> [Requirements]
Collect each line of the rows below that contains the string "bowl", copying every such line in full.

> [Stored data]

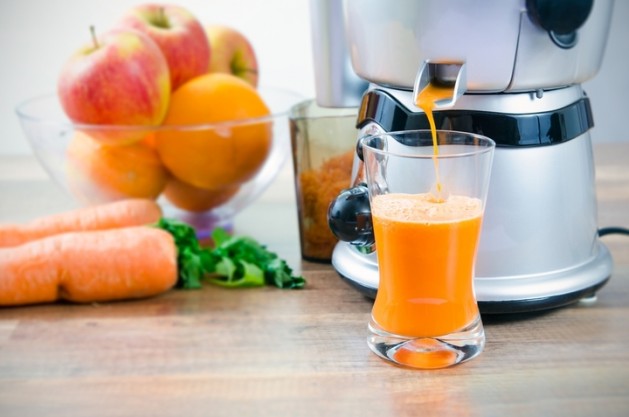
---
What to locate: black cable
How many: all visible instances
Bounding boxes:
[598,226,629,236]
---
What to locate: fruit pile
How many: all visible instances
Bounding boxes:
[58,4,272,212]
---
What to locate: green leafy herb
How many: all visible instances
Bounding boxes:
[156,219,306,289]
[210,228,306,288]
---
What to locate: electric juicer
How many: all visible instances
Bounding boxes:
[311,0,613,313]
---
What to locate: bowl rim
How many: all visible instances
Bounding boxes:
[15,86,304,132]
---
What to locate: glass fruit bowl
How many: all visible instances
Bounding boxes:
[16,87,302,239]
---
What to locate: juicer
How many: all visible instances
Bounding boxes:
[311,0,613,313]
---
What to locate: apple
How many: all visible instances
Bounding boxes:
[115,3,211,90]
[57,27,171,142]
[205,24,258,87]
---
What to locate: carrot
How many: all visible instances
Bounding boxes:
[0,199,162,248]
[0,226,178,306]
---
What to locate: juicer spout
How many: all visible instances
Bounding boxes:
[413,60,467,109]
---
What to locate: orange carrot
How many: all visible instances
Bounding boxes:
[0,199,162,248]
[0,226,178,306]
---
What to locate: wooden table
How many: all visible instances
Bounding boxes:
[0,144,629,417]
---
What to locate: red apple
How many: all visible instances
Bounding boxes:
[205,25,258,87]
[57,28,171,142]
[116,4,210,90]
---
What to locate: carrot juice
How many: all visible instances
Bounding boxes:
[371,193,482,337]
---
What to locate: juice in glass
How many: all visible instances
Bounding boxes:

> [Full response]
What to locate: bowl rim
What to locate: glass fruit bowl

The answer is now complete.